INSTRUCTIONS TO FOLLOW ▸ A full, exact copy of the records below is the required answer.

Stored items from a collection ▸
+ + +

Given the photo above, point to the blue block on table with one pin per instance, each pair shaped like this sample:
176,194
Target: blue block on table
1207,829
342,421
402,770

+ + +

SOLUTION FOR THIS PROBLEM ▸
Given the photo above, point to the blue block on table with one pin per instance, each pair shaped like this sample:
176,194
Target: blue block on table
1207,829
342,421
402,770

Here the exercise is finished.